**GIVEN ENTRIES**
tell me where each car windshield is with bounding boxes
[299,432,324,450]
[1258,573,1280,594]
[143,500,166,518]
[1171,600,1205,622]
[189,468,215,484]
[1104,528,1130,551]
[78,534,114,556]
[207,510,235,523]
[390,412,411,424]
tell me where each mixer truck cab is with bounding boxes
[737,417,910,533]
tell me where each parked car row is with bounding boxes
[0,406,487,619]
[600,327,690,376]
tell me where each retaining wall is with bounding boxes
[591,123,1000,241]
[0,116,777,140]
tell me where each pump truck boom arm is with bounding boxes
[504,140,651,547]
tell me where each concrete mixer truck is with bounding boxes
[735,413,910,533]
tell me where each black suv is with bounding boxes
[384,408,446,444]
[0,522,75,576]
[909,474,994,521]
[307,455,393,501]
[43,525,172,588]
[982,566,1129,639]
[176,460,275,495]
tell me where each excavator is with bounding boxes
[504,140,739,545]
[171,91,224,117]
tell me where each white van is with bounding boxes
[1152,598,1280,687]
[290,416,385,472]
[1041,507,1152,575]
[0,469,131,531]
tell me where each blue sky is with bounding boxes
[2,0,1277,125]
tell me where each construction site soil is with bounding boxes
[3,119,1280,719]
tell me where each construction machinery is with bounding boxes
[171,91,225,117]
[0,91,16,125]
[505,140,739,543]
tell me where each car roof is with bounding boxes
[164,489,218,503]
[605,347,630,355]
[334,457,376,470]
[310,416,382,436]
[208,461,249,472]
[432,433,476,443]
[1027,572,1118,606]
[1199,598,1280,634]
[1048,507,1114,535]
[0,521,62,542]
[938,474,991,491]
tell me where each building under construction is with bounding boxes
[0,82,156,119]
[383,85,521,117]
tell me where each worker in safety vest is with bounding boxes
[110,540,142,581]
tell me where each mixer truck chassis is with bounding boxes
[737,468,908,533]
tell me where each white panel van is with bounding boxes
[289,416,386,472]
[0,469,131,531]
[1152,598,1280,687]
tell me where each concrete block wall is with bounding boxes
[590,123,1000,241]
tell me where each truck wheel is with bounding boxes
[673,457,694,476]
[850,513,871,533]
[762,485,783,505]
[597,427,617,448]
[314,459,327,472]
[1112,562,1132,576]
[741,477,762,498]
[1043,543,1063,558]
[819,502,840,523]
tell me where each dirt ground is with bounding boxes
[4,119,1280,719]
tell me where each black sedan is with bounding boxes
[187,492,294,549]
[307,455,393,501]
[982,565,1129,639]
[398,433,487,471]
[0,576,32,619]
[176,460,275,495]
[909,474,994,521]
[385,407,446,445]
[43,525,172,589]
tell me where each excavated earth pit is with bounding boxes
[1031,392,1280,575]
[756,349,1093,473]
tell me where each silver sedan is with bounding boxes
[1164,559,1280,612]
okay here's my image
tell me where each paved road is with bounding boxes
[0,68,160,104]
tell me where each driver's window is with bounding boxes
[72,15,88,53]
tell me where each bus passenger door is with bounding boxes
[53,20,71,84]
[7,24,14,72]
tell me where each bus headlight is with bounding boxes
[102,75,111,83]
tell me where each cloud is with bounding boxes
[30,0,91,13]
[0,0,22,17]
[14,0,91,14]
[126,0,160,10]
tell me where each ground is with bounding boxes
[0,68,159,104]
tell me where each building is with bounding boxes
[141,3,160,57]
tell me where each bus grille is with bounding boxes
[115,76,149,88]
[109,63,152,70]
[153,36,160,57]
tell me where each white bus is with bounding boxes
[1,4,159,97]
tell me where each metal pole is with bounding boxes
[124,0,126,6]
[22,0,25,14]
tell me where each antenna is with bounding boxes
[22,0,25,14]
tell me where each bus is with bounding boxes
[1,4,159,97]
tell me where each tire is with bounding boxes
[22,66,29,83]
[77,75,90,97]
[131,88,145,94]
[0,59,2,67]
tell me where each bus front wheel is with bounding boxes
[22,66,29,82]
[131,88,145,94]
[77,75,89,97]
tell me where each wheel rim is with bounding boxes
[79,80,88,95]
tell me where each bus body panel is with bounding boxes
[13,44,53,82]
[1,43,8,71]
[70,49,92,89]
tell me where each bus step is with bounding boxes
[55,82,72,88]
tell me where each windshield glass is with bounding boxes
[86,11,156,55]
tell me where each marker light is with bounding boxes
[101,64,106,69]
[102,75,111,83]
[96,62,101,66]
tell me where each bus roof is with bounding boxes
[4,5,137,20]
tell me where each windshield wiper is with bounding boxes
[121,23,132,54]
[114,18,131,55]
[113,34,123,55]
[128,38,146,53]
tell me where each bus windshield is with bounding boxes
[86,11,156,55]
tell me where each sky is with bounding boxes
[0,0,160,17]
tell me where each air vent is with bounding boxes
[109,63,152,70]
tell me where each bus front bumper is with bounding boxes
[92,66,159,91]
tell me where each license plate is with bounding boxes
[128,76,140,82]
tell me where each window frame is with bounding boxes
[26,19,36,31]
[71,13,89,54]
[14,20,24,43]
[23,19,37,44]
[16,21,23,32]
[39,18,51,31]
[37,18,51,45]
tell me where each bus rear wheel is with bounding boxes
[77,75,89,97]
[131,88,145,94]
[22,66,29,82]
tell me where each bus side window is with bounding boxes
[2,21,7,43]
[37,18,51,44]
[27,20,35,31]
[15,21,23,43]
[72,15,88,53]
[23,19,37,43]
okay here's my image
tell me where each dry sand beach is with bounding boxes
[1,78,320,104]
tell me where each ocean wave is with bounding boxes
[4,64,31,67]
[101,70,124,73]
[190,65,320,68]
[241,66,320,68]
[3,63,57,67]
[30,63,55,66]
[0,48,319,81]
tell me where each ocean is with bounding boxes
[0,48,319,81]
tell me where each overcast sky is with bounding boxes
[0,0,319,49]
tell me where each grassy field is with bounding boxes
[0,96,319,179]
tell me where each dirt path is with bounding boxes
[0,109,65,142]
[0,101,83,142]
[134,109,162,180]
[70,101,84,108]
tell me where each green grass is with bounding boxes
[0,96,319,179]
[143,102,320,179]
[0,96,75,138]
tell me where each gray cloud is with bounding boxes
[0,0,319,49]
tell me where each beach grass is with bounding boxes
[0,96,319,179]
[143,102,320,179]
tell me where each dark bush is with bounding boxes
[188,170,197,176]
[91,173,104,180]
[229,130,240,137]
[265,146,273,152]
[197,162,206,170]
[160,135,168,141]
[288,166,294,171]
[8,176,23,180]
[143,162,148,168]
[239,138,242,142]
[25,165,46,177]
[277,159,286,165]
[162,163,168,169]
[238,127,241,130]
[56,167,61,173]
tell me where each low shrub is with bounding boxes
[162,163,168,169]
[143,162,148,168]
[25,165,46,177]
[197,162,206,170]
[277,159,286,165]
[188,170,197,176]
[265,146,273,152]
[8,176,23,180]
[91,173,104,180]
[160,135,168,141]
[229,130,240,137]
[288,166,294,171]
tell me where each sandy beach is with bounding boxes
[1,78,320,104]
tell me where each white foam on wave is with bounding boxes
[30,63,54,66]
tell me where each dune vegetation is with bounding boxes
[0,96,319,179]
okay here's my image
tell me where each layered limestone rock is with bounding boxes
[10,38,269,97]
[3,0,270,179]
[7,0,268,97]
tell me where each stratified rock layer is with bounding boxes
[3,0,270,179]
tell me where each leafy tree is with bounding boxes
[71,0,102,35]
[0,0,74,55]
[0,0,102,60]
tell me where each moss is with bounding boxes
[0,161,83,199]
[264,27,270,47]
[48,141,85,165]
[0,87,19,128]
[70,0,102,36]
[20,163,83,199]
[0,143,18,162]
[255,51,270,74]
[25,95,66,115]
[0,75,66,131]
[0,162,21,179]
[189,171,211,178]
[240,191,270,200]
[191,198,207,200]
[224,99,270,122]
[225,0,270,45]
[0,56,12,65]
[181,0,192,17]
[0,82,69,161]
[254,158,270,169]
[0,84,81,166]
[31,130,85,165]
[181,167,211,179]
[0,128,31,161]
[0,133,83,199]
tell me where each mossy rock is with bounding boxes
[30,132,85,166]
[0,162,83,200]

**YOUR GOAL**
Your output should be the lines from the one with "tell me where each leafy" through the end of the records above, copied exactly.

**WRITTEN RESPONSE**
tell me where each leafy tree is with bounding boxes
[71,0,102,35]
[0,0,74,55]
[0,0,102,60]
tell me where each moss is with bounding boxes
[0,161,83,199]
[264,27,270,47]
[48,141,85,165]
[0,87,19,128]
[70,0,102,36]
[20,163,83,199]
[0,143,18,162]
[255,51,270,74]
[25,95,66,115]
[0,75,66,131]
[0,162,21,179]
[189,171,211,178]
[240,191,270,200]
[191,198,207,200]
[224,99,270,122]
[225,0,270,45]
[0,56,12,65]
[181,0,192,17]
[0,82,69,161]
[254,158,270,169]
[0,84,81,166]
[31,130,85,165]
[181,167,211,179]
[0,128,31,161]
[0,133,83,199]
tell me where each mossy rock is with bounding boxes
[30,132,85,166]
[0,162,83,200]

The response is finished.